◆ KUTIPAN DOKUMEN:
= = = = = = =
Meskipun sulit diukur, namun kerangka konsep kualitas sudah banyak digunakan dalam literatur yang dikembangkan oleh ahli mutu pelayanan yakni Donabedian (1996), kerangka ini mengidentifikasi tiga aspek kualitas yang dapat diukur yakni: input (fasilitas, staf, peralatan, perlengkapan); proses (kepatuhan terhadap protocol dan standar asuhan keperwatan) serta hasil (kesembuhan, angka pasien hidup, komplikasi maupun hasil yang buruk). Adapula dimensi kualitas yang di sorot oleh NHS yakni pengalaman pasiendan kepuasan pasien terhadap layanan. Masing-masing alat uji kualitas memiliki kekurangan masing-masing, misalnya pada konsep Donabedian (1996) mengenai input, meskipun input lebih mudah untuk diukur namun memiliki hubungan yang lemah terhadap kualitas, pada proses juga ada kesulitan dalam mengukur yakni waktu mengobservasi membutuhkan waktu yang lama dan sulit untuk diterapkan sedangkan menilai hasil juga membutuhkan biaya yang mahal dan lebih komplek karena faktor intervensi sulit diukur pada kondisi kronis yang membutuhkan tindak lanjut. Pada dimensi kualitas yang disorot NHS meskipun dalam penerapannya relatif lebih mudah karena mengukur melalui wawancara dengan klien, namun kualitas khususnya efektifitas dan keamanan cenderung diabaikan karena lebih mengukur kepada pemanfaatan, efisiensi serta tanggapan terhadap harapan pasien.

Terlepas dari adanya kekurangan-kekurangan dalam menilai kualitas, bukan berarti kualitas tidak dapat diukur, namun dapat dirinci aspek-aspek apa saja yang akan dinilai, seperti pada sebuah penelitian mengenai kualitas di sektor publik dan swasta yang dilakukan oleh Berenderas (2011) terungkap bahwa ketersediaan obat, respon terhadap pasien jauh lebih baik dibandingkan fasilitas publik, hal ini dikarenakan oleh sumber daya yang berkontribusi pada rendahnya kualitas layanan tersebut, namun di sisi lain ada pula penelitian Basu (2012) yang meneliti bahwa sektor swasta lebih buruk karena meresepkan obat dan tes yang tidak perlu sehingga dapat merugikan pasien, namun di sisi lain tingkat akurasi yang buruk terhadap diagnostik dan buruknya tingkat kompetensi pada standar medis lebih sering dilanggar oleh layanan publik.
= = = = = = =
◆ TUGAS YANG DIKERJAKAN:
• a. Dalam kutipan tentang kualitas layanan kesehatan, apa saja tiga aspek kualitas yang dapat diukur menurut kerangka Donabedian (1996)?
• b. Tuliskan kembali tanpa perubahan bagian kutipan tentang kualitas layanan kesehatan yang dibuka dengan kata-kata yang memuat "Terlepas dari adanya" dan ditutup dengan "oleh layanan publik.".
Data berikut adalah bahan tersendiri yang terpisah dari kutipan dokumen.

◆ DATA YANG TERSEDIA:
= = = = = = =
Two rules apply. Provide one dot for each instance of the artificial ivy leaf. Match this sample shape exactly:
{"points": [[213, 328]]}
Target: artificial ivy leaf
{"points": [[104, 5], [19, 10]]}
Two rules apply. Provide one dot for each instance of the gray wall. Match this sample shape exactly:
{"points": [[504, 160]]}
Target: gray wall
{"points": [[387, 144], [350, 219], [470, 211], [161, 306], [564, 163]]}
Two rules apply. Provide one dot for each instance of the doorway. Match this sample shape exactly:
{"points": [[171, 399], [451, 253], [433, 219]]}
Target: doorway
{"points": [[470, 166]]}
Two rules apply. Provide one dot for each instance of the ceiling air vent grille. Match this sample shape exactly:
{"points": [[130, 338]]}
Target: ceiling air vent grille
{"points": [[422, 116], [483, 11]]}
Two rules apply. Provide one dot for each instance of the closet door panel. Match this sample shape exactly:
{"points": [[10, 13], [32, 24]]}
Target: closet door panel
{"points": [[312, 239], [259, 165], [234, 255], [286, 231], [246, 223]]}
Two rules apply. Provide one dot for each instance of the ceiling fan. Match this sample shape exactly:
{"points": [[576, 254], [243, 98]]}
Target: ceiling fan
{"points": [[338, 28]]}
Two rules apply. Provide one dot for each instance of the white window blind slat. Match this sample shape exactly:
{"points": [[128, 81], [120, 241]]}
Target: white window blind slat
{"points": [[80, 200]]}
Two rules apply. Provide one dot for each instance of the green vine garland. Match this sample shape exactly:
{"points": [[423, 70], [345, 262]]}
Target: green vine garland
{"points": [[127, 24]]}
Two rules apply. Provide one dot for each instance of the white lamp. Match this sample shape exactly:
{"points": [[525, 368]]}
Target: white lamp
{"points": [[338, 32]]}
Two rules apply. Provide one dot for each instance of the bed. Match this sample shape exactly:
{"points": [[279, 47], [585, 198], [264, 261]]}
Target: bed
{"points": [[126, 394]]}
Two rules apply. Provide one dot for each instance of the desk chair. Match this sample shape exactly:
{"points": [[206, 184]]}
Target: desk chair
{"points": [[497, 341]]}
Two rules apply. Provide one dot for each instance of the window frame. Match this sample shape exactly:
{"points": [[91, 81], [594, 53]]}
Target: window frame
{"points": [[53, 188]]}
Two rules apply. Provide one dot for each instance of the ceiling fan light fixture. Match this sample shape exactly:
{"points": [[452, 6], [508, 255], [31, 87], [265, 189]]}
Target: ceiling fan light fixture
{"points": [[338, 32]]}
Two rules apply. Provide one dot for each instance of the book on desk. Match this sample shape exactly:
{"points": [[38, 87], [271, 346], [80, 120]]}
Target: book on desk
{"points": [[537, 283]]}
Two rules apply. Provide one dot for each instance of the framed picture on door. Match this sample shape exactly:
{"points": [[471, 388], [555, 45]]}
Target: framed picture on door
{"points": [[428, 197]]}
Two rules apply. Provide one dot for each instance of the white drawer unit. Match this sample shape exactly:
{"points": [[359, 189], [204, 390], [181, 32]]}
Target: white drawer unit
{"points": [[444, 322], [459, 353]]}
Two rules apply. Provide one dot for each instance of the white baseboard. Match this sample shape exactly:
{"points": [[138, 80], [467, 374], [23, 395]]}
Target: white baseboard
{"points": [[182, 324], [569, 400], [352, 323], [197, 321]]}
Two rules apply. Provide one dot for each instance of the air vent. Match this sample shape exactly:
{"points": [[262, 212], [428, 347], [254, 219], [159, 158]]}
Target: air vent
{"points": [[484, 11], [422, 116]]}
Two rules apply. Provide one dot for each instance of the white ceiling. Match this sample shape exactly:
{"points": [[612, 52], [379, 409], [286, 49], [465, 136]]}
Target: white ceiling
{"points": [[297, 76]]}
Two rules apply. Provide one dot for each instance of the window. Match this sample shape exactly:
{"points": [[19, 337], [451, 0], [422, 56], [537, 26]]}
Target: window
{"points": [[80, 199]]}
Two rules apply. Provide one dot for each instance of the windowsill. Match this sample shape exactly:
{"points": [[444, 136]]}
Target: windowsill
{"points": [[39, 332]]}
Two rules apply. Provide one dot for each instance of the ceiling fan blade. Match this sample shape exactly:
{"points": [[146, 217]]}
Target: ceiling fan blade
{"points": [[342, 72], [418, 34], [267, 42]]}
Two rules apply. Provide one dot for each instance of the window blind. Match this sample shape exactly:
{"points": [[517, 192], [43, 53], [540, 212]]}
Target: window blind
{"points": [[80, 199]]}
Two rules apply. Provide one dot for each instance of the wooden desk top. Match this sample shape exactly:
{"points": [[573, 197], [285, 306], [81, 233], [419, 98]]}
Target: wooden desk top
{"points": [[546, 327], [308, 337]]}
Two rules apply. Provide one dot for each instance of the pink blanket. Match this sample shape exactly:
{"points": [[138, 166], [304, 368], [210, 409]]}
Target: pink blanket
= = = = = = =
◆ HASIL TIAP TUGAS:
• a. Input, proses, dan hasil.

• b.
Terlepas dari adanya kekurangan-kekurangan dalam menilai kualitas, bukan berarti kualitas tidak dapat diukur, namun dapat dirinci aspek-aspek apa saja yang akan dinilai, seperti pada sebuah penelitian mengenai kualitas di sektor publik dan swasta yang dilakukan oleh Berenderas (2011) terungkap bahwa ketersediaan obat, respon terhadap pasien jauh lebih baik dibandingkan fasilitas publik, hal ini dikarenakan oleh sumber daya yang berkontribusi pada rendahnya kualitas layanan tersebut, namun di sisi lain ada pula penelitian Basu (2012) yang meneliti bahwa sektor swasta lebih buruk karena meresepkan obat dan tes yang tidak perlu sehingga dapat merugikan pasien, namun di sisi lain tingkat akurasi yang buruk terhadap diagnostik dan buruknya tingkat kompetensi pada standar medis lebih sering dilanggar oleh layanan publik.